▶ _EXERCISE DETAILS_
Please reproduce the passage of the brake fluid discussion below that runs between "Rich Hartung" and "new sealed bottle.", inclusive.

━━━ EXCERPT ━━━

I am wondering, what was the original brake fluid in use for our cars in the 40-50? My 40 manual simply refers to is as "MoPar brake fluid". I did find some images of the old MoPar heavy duty brake fluid tins. They don't list the ingredients but, based upon the listed specs (non-corrosive, flammable, up to 400F operating temperature) it looks like the good-old DOT 2 (castor oil + alcohol). Is that right?

 

The reason I am asking is because I am thinking about switching to DOT 2, for its non-corrosive and non-hygroscopic properties. I have drum brakes (no need for the extra high boiling point) and do not operate the car in cold weather (no issues with the fluid getting a bit thick) 🤔

Posted

DOT 2?  I wouldn't even know where to get it.  None of the brake fluids are corrosive, in and of themselves.  It's the moisture that gets into them that can cause issues.  Which is why you are supposed to flush them regularly.

Posted

I was always told not to spill any brake fluid on anything that is painted because it will ruin the painted surface. If this is true then the brake fluid excect for DOT5 will remove and or stain your painted parts.

 

This is one of the reasons I use DOT 5 because of the high humidity aspects here in Eastern PA and DOT 5 does not draw moisture into the fluid.  I am not concerned about the amt of heat that the fluid can protect but for the moisture aspect.

 

I have been using DOT5 for over 35 years in my 39 Desoto.

 

Rich Hartung

Desoto1939@aol.com

  • Like 1
Posted

Maybe I am not using the correct terminology here. I do not like the brake fluid eating away the paint, etc. It really does, I've spilled some before :() I suspect it does that regardless of having absorbed any water, because my spilled liquid came right from the new sealed bottle.

━━━ INFORMATION GIVEN ━━━

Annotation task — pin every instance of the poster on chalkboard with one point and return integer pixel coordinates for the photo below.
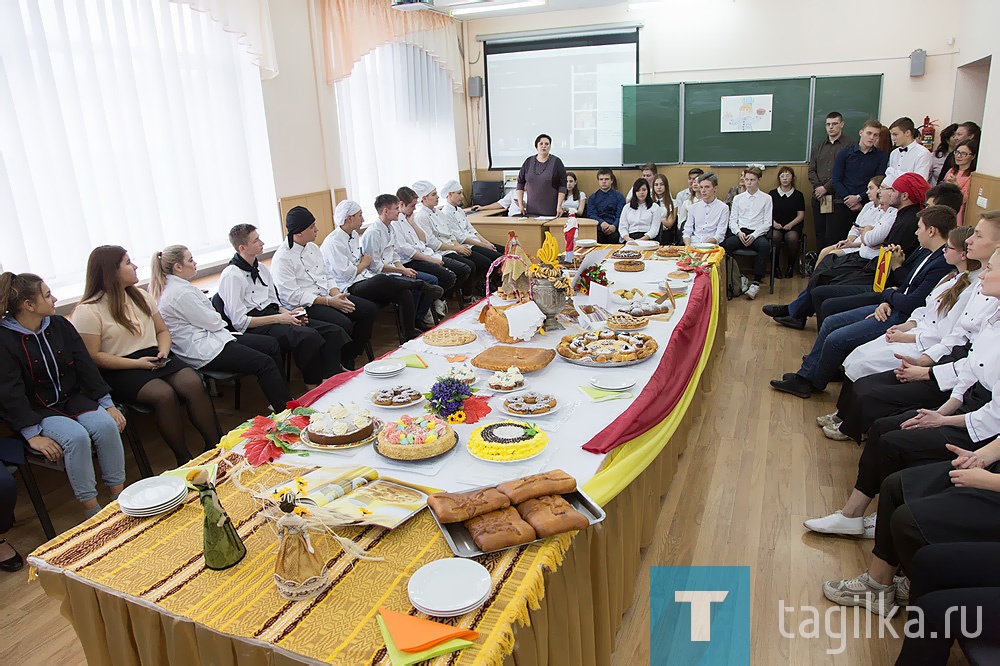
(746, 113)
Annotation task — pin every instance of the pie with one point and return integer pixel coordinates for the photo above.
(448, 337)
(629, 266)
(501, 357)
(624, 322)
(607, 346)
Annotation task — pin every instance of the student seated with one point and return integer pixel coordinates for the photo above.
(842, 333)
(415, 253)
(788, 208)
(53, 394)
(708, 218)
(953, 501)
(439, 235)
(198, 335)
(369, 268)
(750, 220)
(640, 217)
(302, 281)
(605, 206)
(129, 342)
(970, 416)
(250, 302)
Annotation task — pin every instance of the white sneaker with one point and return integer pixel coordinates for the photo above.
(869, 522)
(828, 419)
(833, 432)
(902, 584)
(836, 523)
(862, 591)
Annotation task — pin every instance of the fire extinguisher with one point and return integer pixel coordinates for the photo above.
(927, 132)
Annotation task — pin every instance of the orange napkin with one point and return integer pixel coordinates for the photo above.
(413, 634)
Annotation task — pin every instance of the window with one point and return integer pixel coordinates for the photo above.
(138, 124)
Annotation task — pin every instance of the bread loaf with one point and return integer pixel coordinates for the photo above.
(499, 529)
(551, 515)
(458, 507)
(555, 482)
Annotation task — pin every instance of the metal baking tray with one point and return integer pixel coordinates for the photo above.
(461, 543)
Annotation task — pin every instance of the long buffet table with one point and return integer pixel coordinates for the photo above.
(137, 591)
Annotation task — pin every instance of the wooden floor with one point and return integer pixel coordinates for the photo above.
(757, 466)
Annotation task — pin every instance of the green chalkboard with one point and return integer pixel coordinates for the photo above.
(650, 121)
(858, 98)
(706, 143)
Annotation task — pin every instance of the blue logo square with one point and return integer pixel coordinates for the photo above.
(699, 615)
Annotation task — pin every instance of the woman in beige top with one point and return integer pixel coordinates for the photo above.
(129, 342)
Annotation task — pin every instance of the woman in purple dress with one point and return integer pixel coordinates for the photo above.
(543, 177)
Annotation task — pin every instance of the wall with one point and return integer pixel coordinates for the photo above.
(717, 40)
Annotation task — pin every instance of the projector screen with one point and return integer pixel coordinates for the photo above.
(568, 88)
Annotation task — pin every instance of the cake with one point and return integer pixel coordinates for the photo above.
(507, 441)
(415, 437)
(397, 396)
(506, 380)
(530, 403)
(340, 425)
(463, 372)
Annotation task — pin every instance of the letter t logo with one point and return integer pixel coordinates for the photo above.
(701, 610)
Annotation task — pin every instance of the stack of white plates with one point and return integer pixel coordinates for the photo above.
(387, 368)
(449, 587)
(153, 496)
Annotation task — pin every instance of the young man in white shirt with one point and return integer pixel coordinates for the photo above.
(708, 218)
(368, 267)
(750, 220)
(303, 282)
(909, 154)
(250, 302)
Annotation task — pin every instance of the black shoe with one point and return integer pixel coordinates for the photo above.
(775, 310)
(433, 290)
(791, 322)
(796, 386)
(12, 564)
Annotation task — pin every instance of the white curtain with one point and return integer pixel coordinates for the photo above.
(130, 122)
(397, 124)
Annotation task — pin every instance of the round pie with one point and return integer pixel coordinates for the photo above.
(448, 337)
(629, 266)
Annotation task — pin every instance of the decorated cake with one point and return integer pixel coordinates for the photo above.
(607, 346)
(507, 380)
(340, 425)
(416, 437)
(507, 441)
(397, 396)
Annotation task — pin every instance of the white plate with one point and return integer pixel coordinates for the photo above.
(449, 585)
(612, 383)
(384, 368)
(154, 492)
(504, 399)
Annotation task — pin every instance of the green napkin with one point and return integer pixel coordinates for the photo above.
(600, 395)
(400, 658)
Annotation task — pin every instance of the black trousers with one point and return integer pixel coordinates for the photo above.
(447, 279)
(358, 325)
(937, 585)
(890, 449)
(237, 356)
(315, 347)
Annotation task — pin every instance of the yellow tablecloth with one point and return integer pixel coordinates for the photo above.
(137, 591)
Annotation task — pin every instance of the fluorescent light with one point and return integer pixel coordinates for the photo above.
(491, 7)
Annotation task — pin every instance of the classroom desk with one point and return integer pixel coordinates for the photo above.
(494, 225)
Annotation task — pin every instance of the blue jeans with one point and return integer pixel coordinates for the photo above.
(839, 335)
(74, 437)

━━━
━━━ INFORMATION GIVEN ━━━

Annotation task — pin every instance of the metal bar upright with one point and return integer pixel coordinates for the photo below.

━━━
━━━ INFORMATION GIVEN ━━━

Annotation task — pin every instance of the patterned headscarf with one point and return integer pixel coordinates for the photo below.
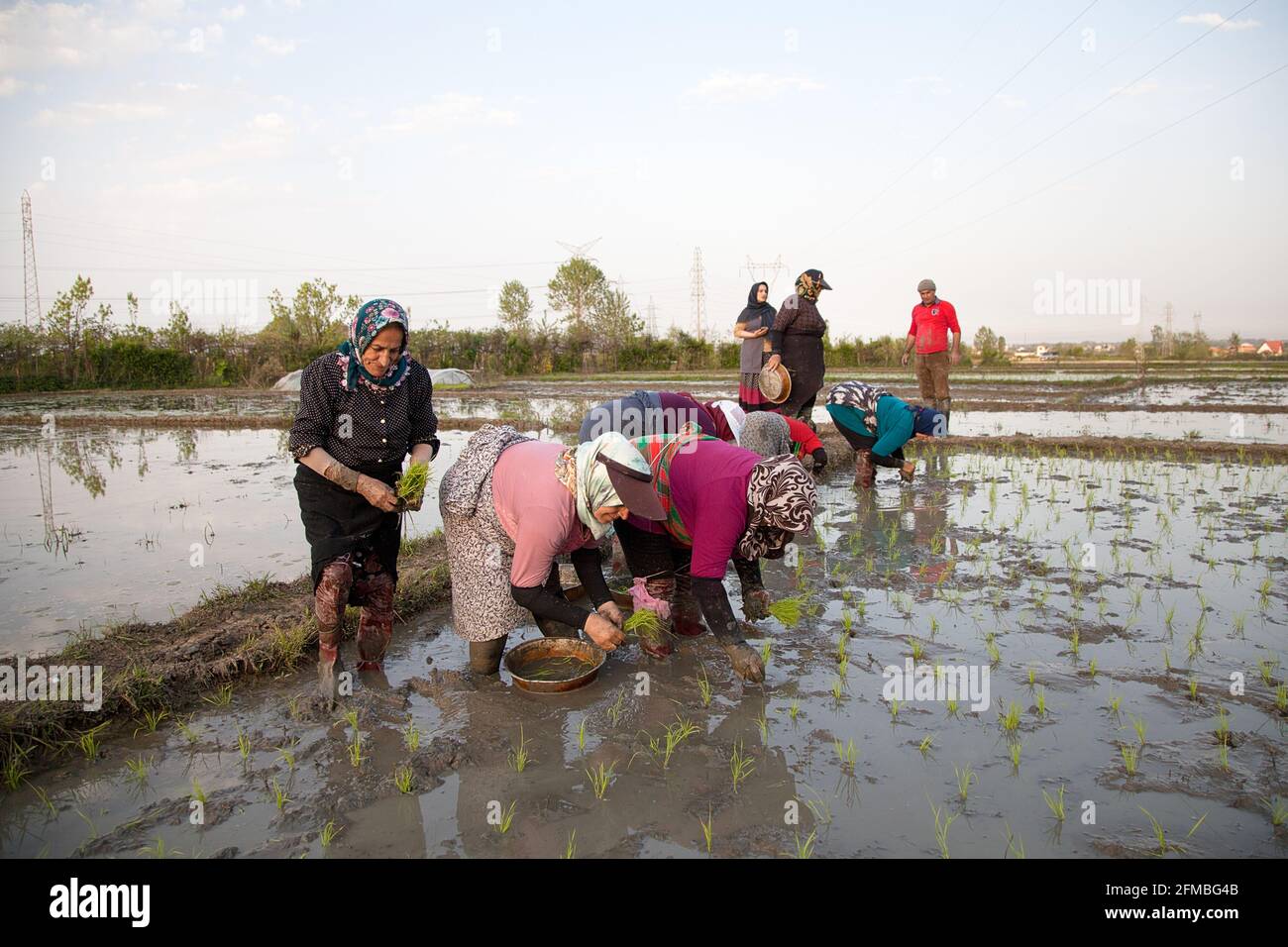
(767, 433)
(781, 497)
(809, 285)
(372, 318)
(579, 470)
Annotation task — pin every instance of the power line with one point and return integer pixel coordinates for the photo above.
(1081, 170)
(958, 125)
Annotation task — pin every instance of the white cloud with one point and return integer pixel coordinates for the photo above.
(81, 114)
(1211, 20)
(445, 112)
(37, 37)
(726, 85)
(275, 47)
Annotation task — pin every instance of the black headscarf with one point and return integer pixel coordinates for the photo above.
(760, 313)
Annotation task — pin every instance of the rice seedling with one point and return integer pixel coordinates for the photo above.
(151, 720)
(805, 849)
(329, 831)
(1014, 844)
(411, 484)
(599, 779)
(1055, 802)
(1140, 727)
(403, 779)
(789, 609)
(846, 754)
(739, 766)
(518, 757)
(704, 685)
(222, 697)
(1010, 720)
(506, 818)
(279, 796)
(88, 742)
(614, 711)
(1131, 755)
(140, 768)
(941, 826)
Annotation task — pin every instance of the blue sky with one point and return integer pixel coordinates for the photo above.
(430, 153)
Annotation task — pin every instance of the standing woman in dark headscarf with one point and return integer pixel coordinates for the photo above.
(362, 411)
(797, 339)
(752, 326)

━━━

▶ _RESULT FOR THIS TASK_
Rich Hartung

Desoto1939@aol.com

  • Like 1
Posted

Maybe I am not using the correct terminology here. I do not like the brake fluid eating away the paint, etc. It really does, I've spilled some before :() I suspect it does that regardless of having absorbed any water, because my spilled liquid came right from the new sealed bottle.